_Entries taken from a collection_:
++++
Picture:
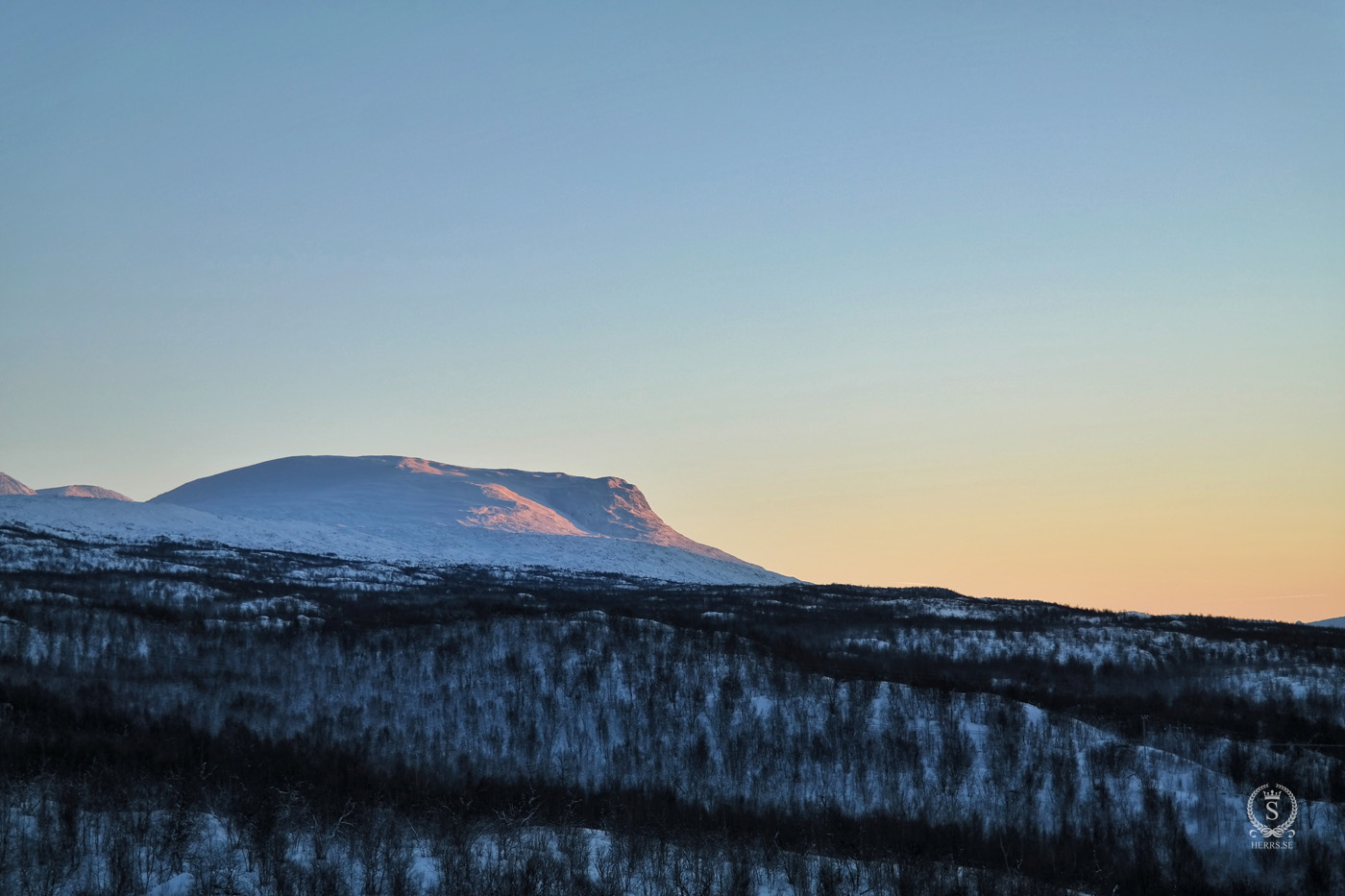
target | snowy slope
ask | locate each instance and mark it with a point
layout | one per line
(11, 486)
(83, 492)
(406, 510)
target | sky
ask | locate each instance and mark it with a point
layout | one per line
(1039, 301)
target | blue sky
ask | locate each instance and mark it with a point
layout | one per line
(1033, 301)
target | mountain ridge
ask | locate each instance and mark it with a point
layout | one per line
(389, 507)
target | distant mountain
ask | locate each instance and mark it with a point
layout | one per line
(83, 492)
(390, 490)
(11, 486)
(409, 510)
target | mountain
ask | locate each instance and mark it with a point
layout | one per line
(390, 490)
(11, 486)
(83, 492)
(407, 510)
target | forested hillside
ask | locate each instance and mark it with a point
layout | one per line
(246, 721)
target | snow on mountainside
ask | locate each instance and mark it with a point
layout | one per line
(407, 510)
(11, 486)
(83, 492)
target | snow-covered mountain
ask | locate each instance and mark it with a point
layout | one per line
(407, 510)
(11, 486)
(83, 492)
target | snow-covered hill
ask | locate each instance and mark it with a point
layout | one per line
(11, 486)
(83, 492)
(406, 510)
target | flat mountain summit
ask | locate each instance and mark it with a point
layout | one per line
(11, 486)
(392, 490)
(394, 509)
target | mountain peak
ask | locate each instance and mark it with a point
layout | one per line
(11, 486)
(83, 492)
(377, 493)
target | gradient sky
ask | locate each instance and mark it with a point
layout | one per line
(1029, 301)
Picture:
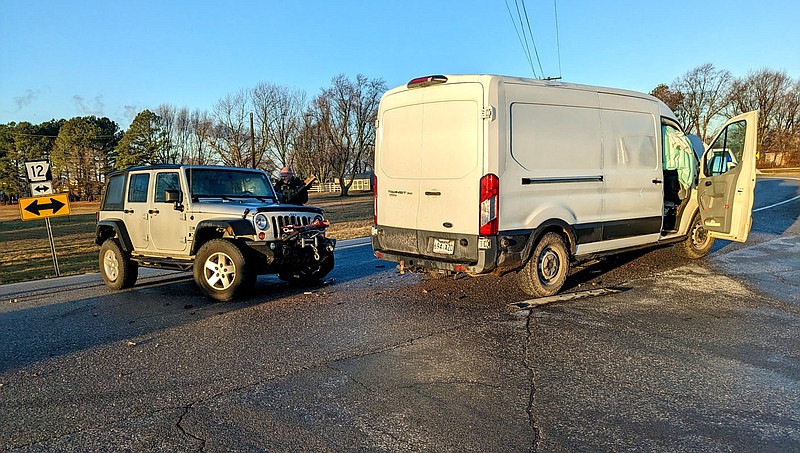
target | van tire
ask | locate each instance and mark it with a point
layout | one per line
(698, 243)
(546, 271)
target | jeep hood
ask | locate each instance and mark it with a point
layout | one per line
(238, 206)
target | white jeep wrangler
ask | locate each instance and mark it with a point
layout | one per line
(225, 223)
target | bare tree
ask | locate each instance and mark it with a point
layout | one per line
(705, 92)
(278, 112)
(673, 99)
(766, 91)
(312, 149)
(167, 113)
(346, 113)
(230, 135)
(182, 134)
(200, 125)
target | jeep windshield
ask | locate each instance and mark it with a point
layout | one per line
(227, 183)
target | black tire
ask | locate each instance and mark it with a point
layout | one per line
(546, 271)
(221, 271)
(698, 243)
(310, 274)
(116, 267)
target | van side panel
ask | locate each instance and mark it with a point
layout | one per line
(632, 174)
(554, 163)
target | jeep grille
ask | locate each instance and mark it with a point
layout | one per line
(284, 220)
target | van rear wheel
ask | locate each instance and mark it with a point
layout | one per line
(546, 271)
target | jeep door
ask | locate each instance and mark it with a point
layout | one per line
(135, 212)
(167, 224)
(728, 179)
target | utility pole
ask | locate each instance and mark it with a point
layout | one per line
(252, 141)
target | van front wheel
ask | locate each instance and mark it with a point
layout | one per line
(698, 243)
(546, 271)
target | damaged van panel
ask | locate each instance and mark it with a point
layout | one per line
(554, 173)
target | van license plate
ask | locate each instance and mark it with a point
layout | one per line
(444, 246)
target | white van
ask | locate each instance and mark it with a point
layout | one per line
(491, 174)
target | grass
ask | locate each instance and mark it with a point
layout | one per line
(26, 249)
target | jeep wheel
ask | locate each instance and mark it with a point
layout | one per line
(546, 271)
(309, 274)
(220, 269)
(117, 269)
(698, 243)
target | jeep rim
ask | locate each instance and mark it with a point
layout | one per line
(219, 271)
(111, 265)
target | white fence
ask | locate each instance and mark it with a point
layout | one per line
(358, 184)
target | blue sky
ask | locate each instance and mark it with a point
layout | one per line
(60, 59)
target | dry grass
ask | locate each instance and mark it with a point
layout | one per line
(26, 249)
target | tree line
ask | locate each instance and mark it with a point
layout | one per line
(705, 96)
(330, 135)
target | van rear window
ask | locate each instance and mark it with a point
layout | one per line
(435, 140)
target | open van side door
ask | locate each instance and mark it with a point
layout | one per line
(727, 179)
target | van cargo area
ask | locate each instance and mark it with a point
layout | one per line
(491, 174)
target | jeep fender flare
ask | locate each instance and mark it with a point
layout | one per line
(117, 226)
(227, 229)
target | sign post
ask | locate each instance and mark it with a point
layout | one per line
(43, 207)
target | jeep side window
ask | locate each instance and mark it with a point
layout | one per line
(115, 194)
(165, 182)
(137, 190)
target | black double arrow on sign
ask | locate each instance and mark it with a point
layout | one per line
(35, 208)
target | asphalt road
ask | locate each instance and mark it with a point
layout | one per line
(688, 356)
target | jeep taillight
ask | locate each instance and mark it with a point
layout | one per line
(490, 190)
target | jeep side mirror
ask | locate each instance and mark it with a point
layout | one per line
(174, 196)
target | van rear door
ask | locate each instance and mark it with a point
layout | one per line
(728, 178)
(429, 159)
(451, 159)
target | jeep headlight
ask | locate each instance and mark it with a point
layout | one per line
(261, 222)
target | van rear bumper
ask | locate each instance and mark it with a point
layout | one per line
(498, 254)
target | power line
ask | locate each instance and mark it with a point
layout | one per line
(525, 50)
(558, 41)
(533, 40)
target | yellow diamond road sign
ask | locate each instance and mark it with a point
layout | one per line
(42, 207)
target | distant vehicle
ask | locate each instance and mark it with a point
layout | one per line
(490, 174)
(225, 223)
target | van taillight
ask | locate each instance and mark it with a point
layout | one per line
(421, 82)
(490, 191)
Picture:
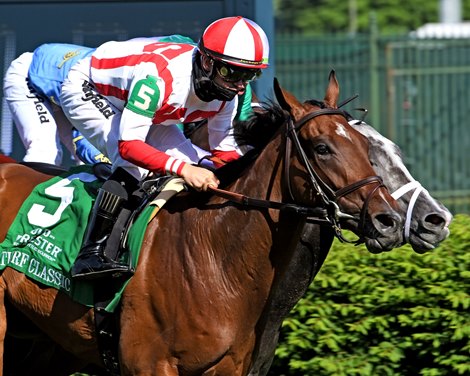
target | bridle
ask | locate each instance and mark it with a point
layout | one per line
(330, 211)
(328, 196)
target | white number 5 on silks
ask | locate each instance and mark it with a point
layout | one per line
(38, 217)
(144, 97)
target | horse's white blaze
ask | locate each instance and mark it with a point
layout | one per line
(341, 131)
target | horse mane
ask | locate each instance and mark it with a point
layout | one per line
(255, 133)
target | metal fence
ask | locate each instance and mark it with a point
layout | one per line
(416, 91)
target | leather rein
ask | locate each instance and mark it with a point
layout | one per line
(330, 212)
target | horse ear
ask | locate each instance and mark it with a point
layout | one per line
(286, 100)
(332, 91)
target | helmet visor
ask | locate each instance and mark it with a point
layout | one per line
(231, 73)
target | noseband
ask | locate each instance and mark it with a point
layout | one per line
(328, 196)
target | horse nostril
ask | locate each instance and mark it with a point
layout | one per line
(388, 221)
(435, 220)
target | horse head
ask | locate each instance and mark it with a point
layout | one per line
(426, 219)
(329, 165)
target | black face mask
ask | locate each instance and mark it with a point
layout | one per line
(204, 86)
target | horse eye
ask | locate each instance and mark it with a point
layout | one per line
(322, 149)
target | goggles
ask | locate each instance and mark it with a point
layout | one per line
(231, 73)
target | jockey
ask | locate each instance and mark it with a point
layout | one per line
(32, 85)
(128, 98)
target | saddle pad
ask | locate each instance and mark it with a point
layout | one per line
(39, 244)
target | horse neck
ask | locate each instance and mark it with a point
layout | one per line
(272, 236)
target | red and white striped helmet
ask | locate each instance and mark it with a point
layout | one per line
(237, 41)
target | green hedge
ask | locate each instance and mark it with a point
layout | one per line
(397, 313)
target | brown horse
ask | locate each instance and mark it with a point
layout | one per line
(208, 265)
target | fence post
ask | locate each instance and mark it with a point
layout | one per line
(374, 73)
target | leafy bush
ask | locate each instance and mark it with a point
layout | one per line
(396, 313)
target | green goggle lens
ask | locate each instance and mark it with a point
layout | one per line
(232, 74)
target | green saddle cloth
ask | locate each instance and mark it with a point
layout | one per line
(45, 238)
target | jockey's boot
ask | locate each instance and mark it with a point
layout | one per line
(91, 262)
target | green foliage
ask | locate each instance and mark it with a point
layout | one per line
(330, 16)
(397, 313)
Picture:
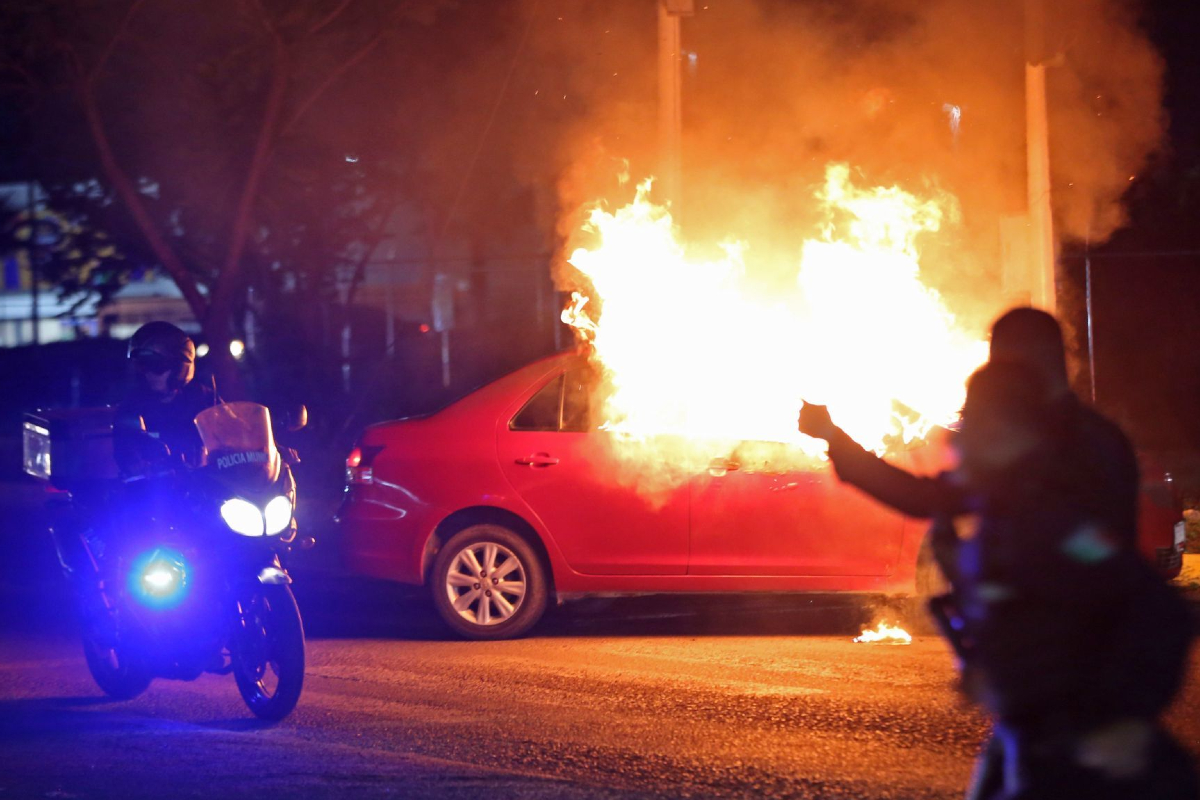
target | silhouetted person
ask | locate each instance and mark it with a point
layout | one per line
(1068, 638)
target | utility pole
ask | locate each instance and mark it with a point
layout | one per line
(1043, 289)
(671, 92)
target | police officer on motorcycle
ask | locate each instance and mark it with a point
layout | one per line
(154, 426)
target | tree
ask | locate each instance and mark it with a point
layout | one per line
(186, 114)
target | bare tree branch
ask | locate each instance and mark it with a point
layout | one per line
(330, 17)
(133, 202)
(231, 271)
(107, 53)
(334, 77)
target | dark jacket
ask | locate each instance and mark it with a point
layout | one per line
(1093, 451)
(169, 423)
(1065, 620)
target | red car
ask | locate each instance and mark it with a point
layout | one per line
(505, 499)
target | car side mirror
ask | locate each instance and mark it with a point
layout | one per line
(297, 419)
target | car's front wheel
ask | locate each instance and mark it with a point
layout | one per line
(489, 583)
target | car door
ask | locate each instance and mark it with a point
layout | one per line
(787, 522)
(567, 473)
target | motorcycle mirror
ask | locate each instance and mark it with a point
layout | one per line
(297, 417)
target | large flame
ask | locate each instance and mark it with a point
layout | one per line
(699, 359)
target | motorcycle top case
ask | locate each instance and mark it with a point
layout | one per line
(70, 447)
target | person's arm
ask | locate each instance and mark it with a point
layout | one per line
(907, 493)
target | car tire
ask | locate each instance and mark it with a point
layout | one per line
(489, 583)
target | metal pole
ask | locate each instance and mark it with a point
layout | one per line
(31, 205)
(670, 94)
(1037, 143)
(1091, 341)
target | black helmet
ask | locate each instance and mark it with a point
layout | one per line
(159, 348)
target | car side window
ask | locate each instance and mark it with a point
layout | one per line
(577, 402)
(540, 411)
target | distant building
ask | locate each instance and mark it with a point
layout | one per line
(25, 307)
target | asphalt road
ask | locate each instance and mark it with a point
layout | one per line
(762, 697)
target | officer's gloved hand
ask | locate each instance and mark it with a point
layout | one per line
(816, 422)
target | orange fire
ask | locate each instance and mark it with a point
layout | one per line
(885, 633)
(700, 359)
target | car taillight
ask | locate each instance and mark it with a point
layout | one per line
(358, 464)
(1162, 492)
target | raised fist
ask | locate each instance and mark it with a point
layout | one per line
(816, 422)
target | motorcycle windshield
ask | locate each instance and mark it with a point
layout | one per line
(238, 440)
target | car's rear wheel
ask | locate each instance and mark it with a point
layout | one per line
(489, 583)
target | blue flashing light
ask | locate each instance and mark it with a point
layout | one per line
(160, 578)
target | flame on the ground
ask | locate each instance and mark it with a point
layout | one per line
(885, 633)
(694, 350)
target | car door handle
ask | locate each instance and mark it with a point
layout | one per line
(719, 467)
(538, 459)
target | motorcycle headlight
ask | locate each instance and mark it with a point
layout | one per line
(243, 517)
(279, 515)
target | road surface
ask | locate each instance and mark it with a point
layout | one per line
(761, 697)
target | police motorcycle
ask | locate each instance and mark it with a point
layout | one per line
(187, 570)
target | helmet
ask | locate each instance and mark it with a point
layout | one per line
(161, 348)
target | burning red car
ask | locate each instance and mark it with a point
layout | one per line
(511, 497)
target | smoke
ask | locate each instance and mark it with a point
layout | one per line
(922, 94)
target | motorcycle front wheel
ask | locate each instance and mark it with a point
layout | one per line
(118, 675)
(268, 651)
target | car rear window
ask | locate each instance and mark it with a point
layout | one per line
(563, 404)
(540, 411)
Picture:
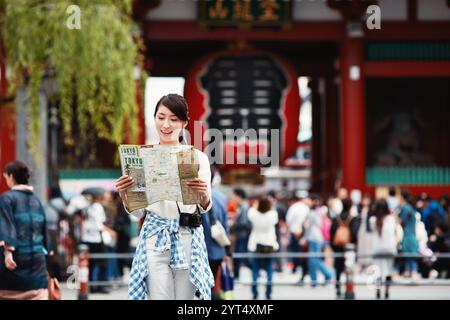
++++
_DIRECTIVE_:
Repeat the lines word for word, beginning at the line that contains "target | motorcycle headlight" and continuing through the last of the lines. Leave the pictures out of your answer.

_FINAL RESULT_:
target | motorcycle headlight
ask | locate each instance and mark it with a point
layout | one per line
(243, 517)
(279, 515)
target | road surface
ask | locate each instance and mark it with a point
layout | one per line
(761, 697)
target | police motorcycle
ask | locate each instance and mark it with a point
layout | one per line
(187, 570)
target | helmet
ask | locate each instance and mark it with a point
layout | one per line
(161, 348)
target | burning red car
ask | locate each instance and mark it with a point
layout | one per line
(511, 497)
target | smoke
ask | locate each instance and mark it with a point
layout | one per line
(922, 94)
target | motorcycle front wheel
ask | locate each instance and mark it with a point
layout | one per line
(118, 675)
(268, 651)
target | car rear window
ask | locate each instance and mark it with a point
layout | one per line
(563, 404)
(540, 411)
Picture:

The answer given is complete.